======== PROVIDED DATA ========
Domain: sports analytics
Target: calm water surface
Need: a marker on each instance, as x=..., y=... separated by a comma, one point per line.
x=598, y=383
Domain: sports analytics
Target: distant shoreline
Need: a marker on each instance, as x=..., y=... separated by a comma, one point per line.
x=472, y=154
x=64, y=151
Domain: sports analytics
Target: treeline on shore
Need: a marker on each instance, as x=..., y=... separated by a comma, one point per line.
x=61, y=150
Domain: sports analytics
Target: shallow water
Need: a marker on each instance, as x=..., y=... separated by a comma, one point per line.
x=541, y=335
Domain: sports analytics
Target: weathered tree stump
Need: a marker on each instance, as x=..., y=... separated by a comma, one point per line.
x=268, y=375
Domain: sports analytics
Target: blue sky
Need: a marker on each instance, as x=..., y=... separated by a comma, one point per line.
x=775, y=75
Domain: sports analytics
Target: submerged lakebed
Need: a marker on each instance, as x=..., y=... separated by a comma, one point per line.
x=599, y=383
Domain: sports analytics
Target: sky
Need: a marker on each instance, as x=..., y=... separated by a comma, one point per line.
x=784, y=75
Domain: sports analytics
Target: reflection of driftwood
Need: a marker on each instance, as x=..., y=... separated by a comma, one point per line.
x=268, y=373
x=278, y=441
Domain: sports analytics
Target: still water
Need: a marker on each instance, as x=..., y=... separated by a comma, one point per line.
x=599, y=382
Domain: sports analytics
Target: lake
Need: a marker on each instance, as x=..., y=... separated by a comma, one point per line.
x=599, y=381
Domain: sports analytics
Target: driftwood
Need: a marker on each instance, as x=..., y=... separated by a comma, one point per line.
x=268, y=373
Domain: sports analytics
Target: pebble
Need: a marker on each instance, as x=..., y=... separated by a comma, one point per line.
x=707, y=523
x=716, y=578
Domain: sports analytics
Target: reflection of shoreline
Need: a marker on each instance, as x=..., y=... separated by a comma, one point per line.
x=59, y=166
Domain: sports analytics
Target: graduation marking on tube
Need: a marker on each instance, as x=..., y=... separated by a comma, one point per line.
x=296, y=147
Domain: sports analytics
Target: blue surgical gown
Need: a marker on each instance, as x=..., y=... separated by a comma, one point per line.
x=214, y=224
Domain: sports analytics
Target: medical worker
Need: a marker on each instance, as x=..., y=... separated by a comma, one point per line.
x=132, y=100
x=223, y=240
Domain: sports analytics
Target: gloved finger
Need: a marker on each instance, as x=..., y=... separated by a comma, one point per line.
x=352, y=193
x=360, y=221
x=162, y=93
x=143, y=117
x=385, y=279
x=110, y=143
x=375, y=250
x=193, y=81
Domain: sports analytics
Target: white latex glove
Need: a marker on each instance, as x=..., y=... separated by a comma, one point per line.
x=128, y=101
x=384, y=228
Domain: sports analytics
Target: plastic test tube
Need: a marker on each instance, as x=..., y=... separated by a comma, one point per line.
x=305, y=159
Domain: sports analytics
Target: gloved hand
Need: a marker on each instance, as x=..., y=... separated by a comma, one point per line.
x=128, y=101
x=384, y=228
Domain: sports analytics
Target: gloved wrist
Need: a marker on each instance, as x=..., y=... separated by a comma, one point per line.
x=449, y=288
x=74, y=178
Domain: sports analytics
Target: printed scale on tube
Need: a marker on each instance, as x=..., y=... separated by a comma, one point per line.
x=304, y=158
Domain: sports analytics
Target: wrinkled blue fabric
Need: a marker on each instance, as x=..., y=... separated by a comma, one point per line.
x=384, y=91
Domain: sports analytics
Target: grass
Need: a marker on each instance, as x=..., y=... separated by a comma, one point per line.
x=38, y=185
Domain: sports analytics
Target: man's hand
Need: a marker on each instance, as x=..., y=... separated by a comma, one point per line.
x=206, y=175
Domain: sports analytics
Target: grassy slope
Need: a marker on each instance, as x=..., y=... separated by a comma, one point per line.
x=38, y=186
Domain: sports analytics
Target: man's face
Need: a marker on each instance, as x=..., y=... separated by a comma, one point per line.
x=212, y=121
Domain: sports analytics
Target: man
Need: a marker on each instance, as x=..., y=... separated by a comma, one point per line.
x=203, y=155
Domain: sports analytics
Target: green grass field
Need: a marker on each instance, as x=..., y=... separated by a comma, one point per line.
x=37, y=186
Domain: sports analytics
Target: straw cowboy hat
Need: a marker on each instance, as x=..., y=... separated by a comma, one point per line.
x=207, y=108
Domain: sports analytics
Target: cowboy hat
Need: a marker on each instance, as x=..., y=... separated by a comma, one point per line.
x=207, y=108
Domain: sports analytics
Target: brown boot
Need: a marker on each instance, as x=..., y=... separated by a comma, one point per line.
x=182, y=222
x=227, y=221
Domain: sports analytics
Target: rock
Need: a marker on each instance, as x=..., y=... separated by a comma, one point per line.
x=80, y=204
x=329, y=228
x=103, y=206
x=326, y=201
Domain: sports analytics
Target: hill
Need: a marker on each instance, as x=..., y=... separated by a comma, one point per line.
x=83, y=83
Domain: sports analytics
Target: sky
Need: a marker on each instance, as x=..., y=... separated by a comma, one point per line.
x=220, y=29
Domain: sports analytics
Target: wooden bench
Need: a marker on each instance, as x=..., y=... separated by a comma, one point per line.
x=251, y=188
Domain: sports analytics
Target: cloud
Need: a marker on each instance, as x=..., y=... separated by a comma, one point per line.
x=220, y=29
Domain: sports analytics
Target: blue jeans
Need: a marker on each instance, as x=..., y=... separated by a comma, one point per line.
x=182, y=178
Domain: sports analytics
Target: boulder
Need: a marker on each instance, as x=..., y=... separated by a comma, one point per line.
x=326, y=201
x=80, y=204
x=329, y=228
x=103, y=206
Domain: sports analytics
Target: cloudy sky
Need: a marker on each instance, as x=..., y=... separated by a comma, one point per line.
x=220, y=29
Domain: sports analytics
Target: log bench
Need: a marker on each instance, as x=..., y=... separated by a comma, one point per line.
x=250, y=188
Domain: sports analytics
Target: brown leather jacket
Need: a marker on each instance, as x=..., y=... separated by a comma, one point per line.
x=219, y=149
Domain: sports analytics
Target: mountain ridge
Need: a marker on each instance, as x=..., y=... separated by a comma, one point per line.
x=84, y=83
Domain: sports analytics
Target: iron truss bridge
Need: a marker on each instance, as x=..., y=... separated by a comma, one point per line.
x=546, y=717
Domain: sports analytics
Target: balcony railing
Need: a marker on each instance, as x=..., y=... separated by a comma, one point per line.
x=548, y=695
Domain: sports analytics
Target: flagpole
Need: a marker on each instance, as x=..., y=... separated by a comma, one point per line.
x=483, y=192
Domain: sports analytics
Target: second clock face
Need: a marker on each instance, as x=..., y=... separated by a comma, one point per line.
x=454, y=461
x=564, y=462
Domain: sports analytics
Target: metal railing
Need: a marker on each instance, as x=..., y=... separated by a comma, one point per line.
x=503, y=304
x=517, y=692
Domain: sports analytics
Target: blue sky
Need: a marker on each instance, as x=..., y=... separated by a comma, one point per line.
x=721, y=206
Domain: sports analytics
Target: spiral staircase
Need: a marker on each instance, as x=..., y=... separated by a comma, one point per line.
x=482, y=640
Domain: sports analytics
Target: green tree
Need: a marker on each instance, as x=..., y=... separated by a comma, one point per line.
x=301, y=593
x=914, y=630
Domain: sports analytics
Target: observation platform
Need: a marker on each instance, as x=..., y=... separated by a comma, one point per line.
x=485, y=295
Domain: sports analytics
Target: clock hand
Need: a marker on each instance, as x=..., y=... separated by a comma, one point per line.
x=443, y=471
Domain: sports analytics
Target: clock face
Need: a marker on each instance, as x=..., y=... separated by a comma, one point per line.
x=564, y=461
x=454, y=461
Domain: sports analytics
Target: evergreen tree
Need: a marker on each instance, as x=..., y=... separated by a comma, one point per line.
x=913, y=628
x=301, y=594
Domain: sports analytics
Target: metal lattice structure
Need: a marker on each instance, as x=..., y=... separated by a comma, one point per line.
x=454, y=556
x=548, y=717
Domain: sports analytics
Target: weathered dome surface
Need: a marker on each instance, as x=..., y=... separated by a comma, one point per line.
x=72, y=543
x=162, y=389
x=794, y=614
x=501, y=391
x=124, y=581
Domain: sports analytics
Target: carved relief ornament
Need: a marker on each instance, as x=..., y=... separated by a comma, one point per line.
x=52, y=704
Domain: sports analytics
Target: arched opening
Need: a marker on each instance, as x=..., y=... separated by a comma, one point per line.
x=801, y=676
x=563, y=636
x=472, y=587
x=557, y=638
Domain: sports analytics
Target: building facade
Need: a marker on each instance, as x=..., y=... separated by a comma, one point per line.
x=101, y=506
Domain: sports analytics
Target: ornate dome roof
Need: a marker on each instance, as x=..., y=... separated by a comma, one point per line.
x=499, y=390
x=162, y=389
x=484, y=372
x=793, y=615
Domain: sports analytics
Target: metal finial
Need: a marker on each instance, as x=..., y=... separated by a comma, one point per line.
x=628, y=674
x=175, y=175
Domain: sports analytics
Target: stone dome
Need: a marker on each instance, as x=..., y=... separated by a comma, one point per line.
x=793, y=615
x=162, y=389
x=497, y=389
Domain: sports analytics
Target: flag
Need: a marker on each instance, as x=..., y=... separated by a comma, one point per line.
========
#### EXERCISE:
Lay out the items above as a Markdown table, starting at the first line and ending at the line that contains "x=59, y=166". Use a column n for the row number and a column Line for the line itself, and leave out blank lines.

#### WRITTEN REPLY:
| n | Line |
|---|---|
| 1 | Domain: sports analytics |
| 2 | Target: calm water surface |
| 3 | Need: a marker on each instance, as x=..., y=... separated by a comma, one point per line. |
| 4 | x=598, y=383 |
| 5 | Domain: sports analytics |
| 6 | Target: distant shoreline |
| 7 | Need: a marker on each instance, as x=..., y=... separated by a comma, one point per line. |
| 8 | x=472, y=154 |
| 9 | x=64, y=151 |
| 10 | Domain: sports analytics |
| 11 | Target: treeline on shore |
| 12 | Need: a marker on each instance, as x=..., y=... separated by a comma, one point per line. |
| 13 | x=61, y=150 |
| 14 | Domain: sports analytics |
| 15 | Target: shallow water |
| 16 | Need: a marker on each instance, as x=..., y=... separated by a comma, one point per line. |
| 17 | x=541, y=335 |
| 18 | Domain: sports analytics |
| 19 | Target: weathered tree stump |
| 20 | Need: a marker on each instance, as x=..., y=... separated by a comma, one point per line. |
| 21 | x=268, y=375 |
| 22 | Domain: sports analytics |
| 23 | Target: blue sky |
| 24 | Need: a marker on each instance, as x=..., y=... separated by a comma, one point per line. |
| 25 | x=775, y=75 |
| 26 | Domain: sports analytics |
| 27 | Target: submerged lakebed |
| 28 | Need: a marker on each instance, as x=..., y=... separated by a comma, one point per line. |
| 29 | x=599, y=383 |
| 30 | Domain: sports analytics |
| 31 | Target: sky |
| 32 | Need: a marker on each instance, as x=..., y=... separated by a comma, one point per line. |
| 33 | x=784, y=75 |
| 34 | Domain: sports analytics |
| 35 | Target: reflection of driftwood |
| 36 | Need: a marker on each instance, as x=..., y=... separated by a comma, one point per line. |
| 37 | x=268, y=373 |
| 38 | x=278, y=441 |
| 39 | Domain: sports analytics |
| 40 | Target: still water |
| 41 | Need: a marker on each instance, as x=..., y=... separated by a comma, one point per line. |
| 42 | x=599, y=382 |
| 43 | Domain: sports analytics |
| 44 | Target: lake |
| 45 | Need: a marker on each instance, as x=..., y=... separated by a comma, one point per line. |
| 46 | x=599, y=381 |
| 47 | Domain: sports analytics |
| 48 | Target: driftwood |
| 49 | Need: a marker on each instance, as x=..., y=... separated by a comma, one point per line. |
| 50 | x=268, y=373 |
| 51 | Domain: sports analytics |
| 52 | Target: pebble |
| 53 | Need: a marker on each instance, as x=..., y=... separated by a comma, one point per line. |
| 54 | x=707, y=523 |
| 55 | x=716, y=578 |
| 56 | Domain: sports analytics |
| 57 | Target: reflection of shoreline |
| 58 | Need: a marker on each instance, as x=..., y=... separated by a comma, one point per line. |
| 59 | x=59, y=166 |